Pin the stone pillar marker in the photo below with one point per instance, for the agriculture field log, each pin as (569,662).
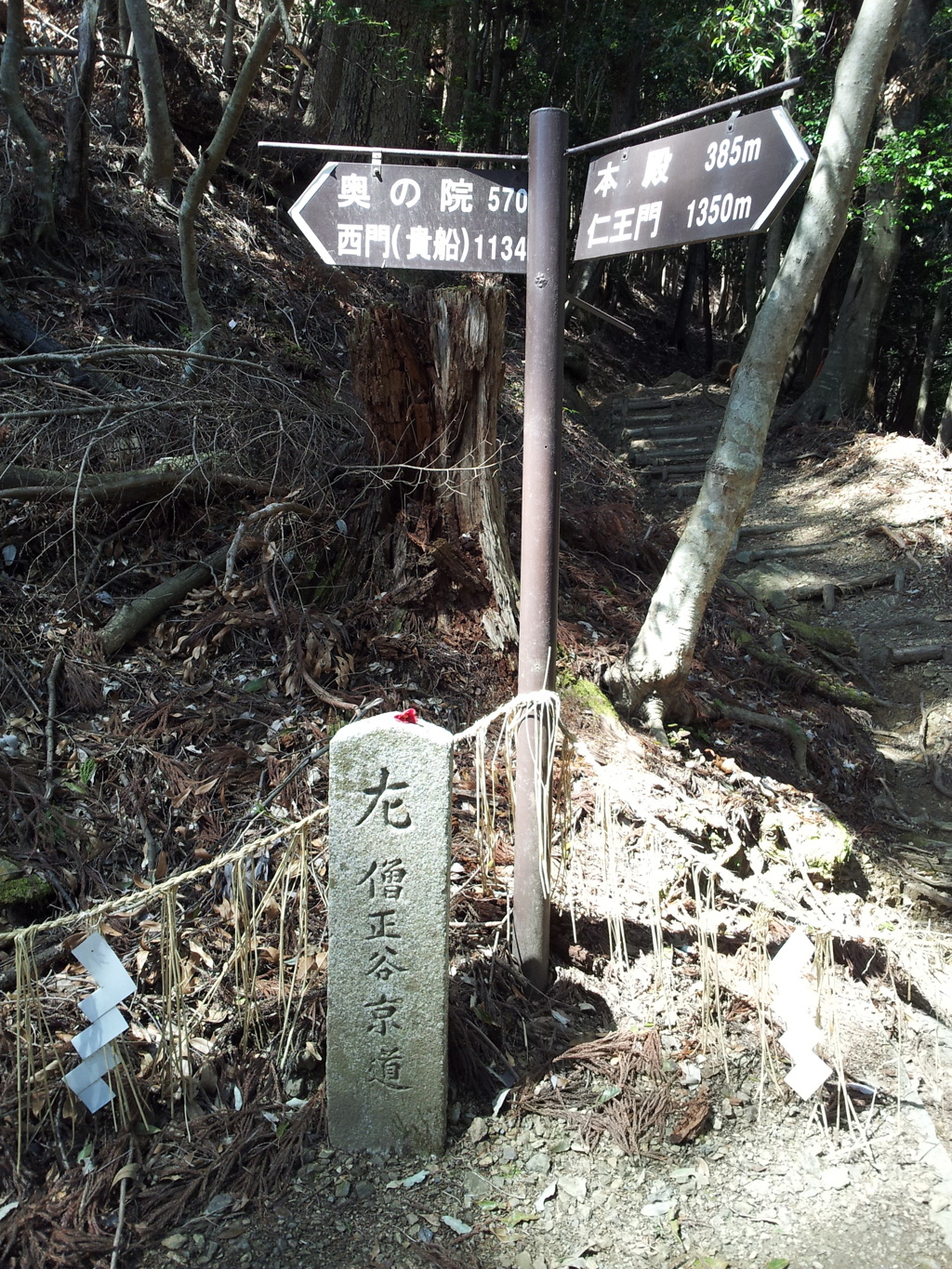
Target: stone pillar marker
(389,910)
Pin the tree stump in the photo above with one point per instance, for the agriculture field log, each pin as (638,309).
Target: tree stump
(430,377)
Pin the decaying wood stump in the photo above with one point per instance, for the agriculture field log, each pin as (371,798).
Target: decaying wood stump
(430,378)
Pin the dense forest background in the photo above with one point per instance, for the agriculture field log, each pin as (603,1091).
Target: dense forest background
(169,98)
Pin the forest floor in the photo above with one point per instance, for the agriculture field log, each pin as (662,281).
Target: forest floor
(636,1113)
(536,1181)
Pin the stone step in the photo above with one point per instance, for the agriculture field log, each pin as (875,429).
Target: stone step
(657,458)
(674,430)
(673,445)
(671,469)
(685,491)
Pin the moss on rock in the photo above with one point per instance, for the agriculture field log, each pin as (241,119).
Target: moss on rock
(817,839)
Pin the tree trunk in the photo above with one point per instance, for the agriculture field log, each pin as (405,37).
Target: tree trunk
(656,667)
(843,383)
(127,45)
(455,73)
(378,101)
(228,48)
(685,301)
(944,435)
(77,115)
(204,174)
(159,155)
(33,139)
(430,381)
(325,86)
(932,348)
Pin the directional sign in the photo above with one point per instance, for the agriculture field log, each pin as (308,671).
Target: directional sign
(402,218)
(716,181)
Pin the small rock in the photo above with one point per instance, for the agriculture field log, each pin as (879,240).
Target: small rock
(834,1178)
(575,1186)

Task to complete: An exact copy of all the entries is required, and it must contain no pictures.

Worked solution:
Pin the stone pillar marker in the photo below with one point per instance, for the agriculture field log, each pin as (569,662).
Target: stone pillar marker
(389,910)
Pin the tree stump in the photo above with one point per instance, for the agriculture field log, each pin as (638,309).
Target: tree stump
(430,377)
Pin the decaying wood stump in the photo above with one point per instance, for the agriculture field log, each pin as (371,798).
Target: decaying wood stump
(430,378)
Pin the dense forest background in the photo above with one point per instance, for the agriculture field log, each pin as (603,1091).
Target: dense forest background
(169,98)
Pin the forest floor in the photo above with one point per instance, for the agriculture field log, each pin as (662,281).
Target: forest floor
(636,1113)
(536,1181)
Pin the stone step in the photo above with one point per instance, for the agriculture field log, each pin as (875,429).
Target: stone step
(657,458)
(674,430)
(673,445)
(671,469)
(685,491)
Pin the moss on rock in the photo above with one point per instance, for the agriculture field log, each pin as (241,119).
Target: moss on rock
(817,839)
Pin the tree trunk in the photo above with one point per instance, for the agriculture field log, each pin as (405,37).
Target: tree trunk
(656,667)
(843,383)
(127,45)
(455,73)
(378,101)
(228,48)
(685,301)
(944,435)
(77,115)
(204,174)
(159,155)
(33,139)
(430,381)
(325,86)
(932,348)
Pin the directional sign in the photo above with one point per instance, for the agriculture field log, each pin as (308,671).
Target: directional sign
(402,218)
(716,181)
Pin the small rock in the photo above with one point per instance, for the agriculture field log, each pin as (879,240).
Target: small rock
(834,1178)
(575,1186)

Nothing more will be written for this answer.